## [Text]
+++

Not About Chickens

No, I haven’t run out of content regarding our fine feathered friends. There is more new stuff happening here this week related to birds, but we’ll save that for next month. What’s really weighing heavily on my mind this week? Pigs.

For a while now I’ve been reading about the benefits of pigs on pasture. There are a few varieties that are well adapted to eating mostly grass, and though growing much more slowly when raised this way, they can be expected to result in much healthier pork. Like many grass-fed/pasture-raised animals, the leafy green diet and higher level of activity (and possibly a greater degree of happiness) enhances nutrition and flavor, while their activity on the land can improve pasture when properly managed.

A mama and her piglets, picture courtesy of Peaceful Pastures, who will be supplying our pigs

Last fall we found a breeder of Idaho Pasture Pigs (IPP) and placed a deposit on 3 piglets due in late spring. I knew we could not be ready in time for late fall or early spring arrivals, and once again succumbing to the fear of missing out, I committed to taking delivery in May. Pandemic Christmas came and went; lockdown New Year’s was an introvert’s dream. But then it was time to start thinking seriously about the farming year ahead and... pigs are coming! PIGS. ARE. COMING. What the heck do I know about pigs?

Well, a lot in theory, and next to nothing in practice. A little research, a few consultations, and some notepad sketches later, we had a solid plan for fencing, housing, and pasture rotation... and then this happened:

Nice to look at while sipping cocoa by the fire; not so nice to be working in at 6 a.m.

We’ve had a little snow before in our short time here; the occasional dips below freezing and the rain rain rain, but last week was different. After seeing our verdant green pastures covered in extra double-stuff buttercream frosting over 12 inches thick for four days running, I realized I should’ve done the math before locking in the IPPs. Even if we follow the breeder’s feed plan with specially formulated feed, these little piggies will take around 9 months to reach the ideal harvest weight. This means we have to take them at least partway into next winter, making it nearly impossible to finish them on pasture. Alternatively, if we feed them primarily on pasture, I’ve been told it could take as much as two years for them to grow out. That would mean keeping them through two winters.

+++

## [What you need to do]
• A. Repeat the portion of the pasture pigs text starting with "Not About Chickens" and going on through "when properly managed.".
• B. Pick up the pasture pigs text after its last sentence and continue writing it.
You won't need the items for any of this.

Recorded data:

+++

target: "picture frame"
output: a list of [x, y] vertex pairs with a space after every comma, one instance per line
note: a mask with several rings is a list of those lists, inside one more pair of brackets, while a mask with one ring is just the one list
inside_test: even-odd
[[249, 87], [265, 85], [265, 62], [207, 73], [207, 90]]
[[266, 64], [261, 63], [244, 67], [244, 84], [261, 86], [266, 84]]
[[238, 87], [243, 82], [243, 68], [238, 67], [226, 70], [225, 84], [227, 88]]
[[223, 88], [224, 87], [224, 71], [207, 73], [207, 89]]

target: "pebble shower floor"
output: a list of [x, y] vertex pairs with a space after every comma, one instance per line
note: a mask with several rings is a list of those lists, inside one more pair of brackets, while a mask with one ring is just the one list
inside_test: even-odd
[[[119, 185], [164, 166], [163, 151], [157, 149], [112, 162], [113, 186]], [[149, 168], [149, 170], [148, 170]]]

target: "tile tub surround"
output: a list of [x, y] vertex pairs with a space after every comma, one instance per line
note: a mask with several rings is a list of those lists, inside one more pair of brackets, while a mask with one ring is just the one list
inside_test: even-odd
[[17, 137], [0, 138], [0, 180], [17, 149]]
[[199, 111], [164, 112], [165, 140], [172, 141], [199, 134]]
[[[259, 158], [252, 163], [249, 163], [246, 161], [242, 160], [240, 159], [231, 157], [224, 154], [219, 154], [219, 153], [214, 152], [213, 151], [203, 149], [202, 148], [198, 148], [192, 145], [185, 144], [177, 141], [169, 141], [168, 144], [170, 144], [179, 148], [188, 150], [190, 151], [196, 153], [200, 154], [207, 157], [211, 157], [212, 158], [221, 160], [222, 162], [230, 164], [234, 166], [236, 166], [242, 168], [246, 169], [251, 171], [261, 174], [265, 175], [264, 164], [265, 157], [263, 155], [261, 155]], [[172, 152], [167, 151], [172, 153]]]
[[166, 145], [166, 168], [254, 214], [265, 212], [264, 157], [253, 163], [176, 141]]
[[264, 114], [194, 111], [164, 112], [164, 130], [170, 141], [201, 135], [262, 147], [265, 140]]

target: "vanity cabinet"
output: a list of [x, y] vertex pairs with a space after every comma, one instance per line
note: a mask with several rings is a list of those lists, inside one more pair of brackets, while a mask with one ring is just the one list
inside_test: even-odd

+++

## [Responses for each task]
• A.
Not About Chickens

No, I haven’t run out of content regarding our fine feathered friends. There is more new stuff happening here this week related to birds, but we’ll save that for next month. What’s really weighing heavily on my mind this week? Pigs.

For a while now I’ve been reading about the benefits of pigs on pasture. There are a few varieties that are well adapted to eating mostly grass, and though growing much more slowly when raised this way, they can be expected to result in much healthier pork. Like many grass-fed/pasture-raised animals, the leafy green diet and higher level of activity (and possibly a greater degree of happiness) enhances nutrition and flavor, while their activity on the land can improve pasture when properly managed.

• B.
Always do the math.

Of course, animals can be harvested at any time. Butchering services are currently in very high demand and many people in our area report having to keep animals longer than planned due to full schedules at processing places. We will have to commit to a processing appointment pretty much as soon as we get the pigs and accept whatever condition they are in when the day comes... or we can process them ourselves.

It’s a lot to take on, on top of fives species of birds, specialty corn, our first attempt at row crops, and Farley’s Tomato Army of Domination all in the works. Meanwhile, the west coast will probably burn again, and I can hardly remember what anybody looks like because of the masks we’ve all been wearing for nearly a year. A few of my self-appointed mentors-in-theory (respected authors with deep roots in agriculture) recommend that soft middle-aged white collar escapees like me ought not to try and do too much too fast. Pick one thing, do it for a while, then add another, and so on. 

Journals and notebooks for a few of the things going on around here. Not all… just a few.

They’re probably right, and I’m probably crazy. I might even regret this whole pig thing. But you know what won’t happen 20 years from now? Me being beyond the physical capacity to farm and saying to myself “I wish I had tried more things. What if I had tried harder to do more?”

Bring on the crazy. Bring on the pigs!